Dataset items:
- - -
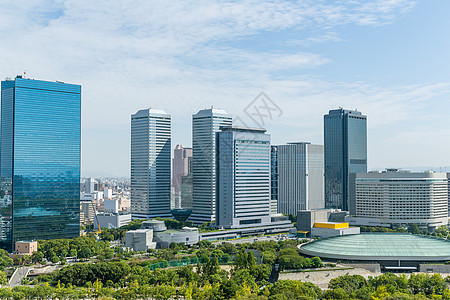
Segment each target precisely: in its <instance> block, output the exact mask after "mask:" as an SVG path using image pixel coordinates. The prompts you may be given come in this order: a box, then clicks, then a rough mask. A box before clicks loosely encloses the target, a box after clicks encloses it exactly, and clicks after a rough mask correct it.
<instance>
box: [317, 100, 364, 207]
mask: <svg viewBox="0 0 450 300" xmlns="http://www.w3.org/2000/svg"><path fill="white" fill-rule="evenodd" d="M324 160H325V206H326V207H327V208H339V209H342V210H352V205H353V203H354V201H353V202H352V201H350V195H349V193H350V191H351V187H350V177H351V174H355V173H363V172H367V117H366V116H365V115H363V114H362V113H361V112H359V111H356V110H346V109H342V108H339V109H335V110H330V111H329V113H328V114H327V115H325V116H324Z"/></svg>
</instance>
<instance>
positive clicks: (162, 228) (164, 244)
mask: <svg viewBox="0 0 450 300" xmlns="http://www.w3.org/2000/svg"><path fill="white" fill-rule="evenodd" d="M141 228H142V229H151V230H152V231H153V241H154V242H156V243H157V247H158V248H167V247H169V245H170V244H171V243H185V244H186V245H193V244H195V243H198V241H199V233H198V229H197V228H191V227H184V228H183V229H181V230H175V229H169V230H167V227H166V225H165V224H164V221H159V220H150V221H145V222H143V223H142V226H141Z"/></svg>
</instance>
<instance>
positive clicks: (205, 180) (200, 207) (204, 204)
mask: <svg viewBox="0 0 450 300" xmlns="http://www.w3.org/2000/svg"><path fill="white" fill-rule="evenodd" d="M231 124H232V118H231V116H230V115H229V114H228V113H227V112H226V111H224V110H221V109H215V108H210V109H204V110H201V111H199V112H198V113H197V114H195V115H193V116H192V145H193V153H192V215H191V216H190V218H189V220H190V221H192V222H194V224H196V225H199V224H202V223H204V222H212V221H214V219H215V198H216V187H215V186H216V169H215V168H216V133H217V132H219V131H220V127H221V126H231Z"/></svg>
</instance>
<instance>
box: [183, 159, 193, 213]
- - -
→ Exercise:
Output every entry exactly as given; pictures are not part of the copy.

→ Output:
Segment each target precisely: in its <instance> block, output the exact mask after "mask:" as an SVG path using image pixel coordinates. The prompts you may be given come in this order: a box, then clicks, then a rough mask. A box before clicks loosely encloses the target, a box after clicks encloses it exactly, and clicks after a rough mask correct it.
<instance>
box: [317, 100, 364, 207]
mask: <svg viewBox="0 0 450 300" xmlns="http://www.w3.org/2000/svg"><path fill="white" fill-rule="evenodd" d="M324 160H325V206H326V207H327V208H339V209H342V210H352V205H353V203H354V201H353V202H352V201H350V195H349V193H350V191H351V187H350V177H351V174H355V173H363V172H367V117H366V116H365V115H363V114H362V113H361V112H359V111H356V110H346V109H342V108H339V109H335V110H330V111H329V113H328V114H327V115H325V116H324Z"/></svg>
</instance>
<instance>
positive clicks: (162, 228) (164, 244)
mask: <svg viewBox="0 0 450 300" xmlns="http://www.w3.org/2000/svg"><path fill="white" fill-rule="evenodd" d="M141 228H142V229H151V230H152V231H153V241H154V242H156V243H157V247H158V248H167V247H169V245H170V244H171V243H185V244H186V245H193V244H195V243H198V241H199V233H198V229H197V228H191V227H184V228H183V229H181V230H175V229H169V230H167V227H166V225H165V224H164V221H159V220H150V221H145V222H143V223H142V226H141Z"/></svg>
</instance>
<instance>
positive clicks: (205, 180) (200, 207) (204, 204)
mask: <svg viewBox="0 0 450 300" xmlns="http://www.w3.org/2000/svg"><path fill="white" fill-rule="evenodd" d="M231 124H232V118H231V116H230V115H229V114H228V113H227V112H226V111H224V110H221V109H215V108H210V109H204V110H201V111H199V112H198V113H197V114H195V115H193V116H192V145H193V153H192V215H191V216H190V218H189V220H190V221H192V222H194V224H196V225H199V224H202V223H204V222H212V221H214V219H215V198H216V187H215V186H216V169H215V168H216V133H217V132H219V131H220V127H221V126H231Z"/></svg>
</instance>
<instance>
box: [183, 159, 193, 213]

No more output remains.